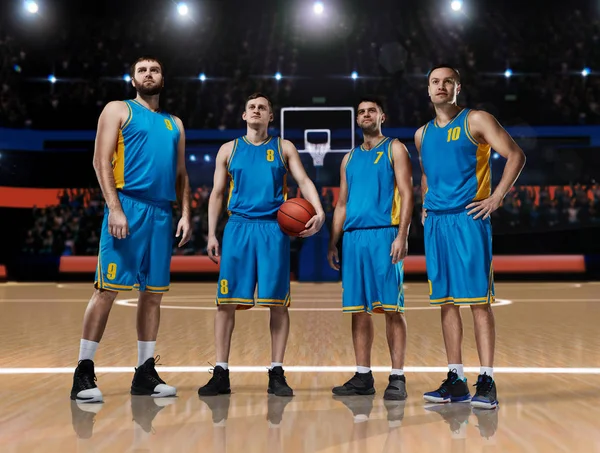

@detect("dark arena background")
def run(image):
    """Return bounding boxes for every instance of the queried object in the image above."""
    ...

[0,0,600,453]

==

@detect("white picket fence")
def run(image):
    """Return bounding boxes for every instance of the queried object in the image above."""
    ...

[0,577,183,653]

Exercise requirements:
Show each line from the two blocks above that contains the string "detect".

Response to the exercise:
@detect("dark arena background")
@detect("white picket fence")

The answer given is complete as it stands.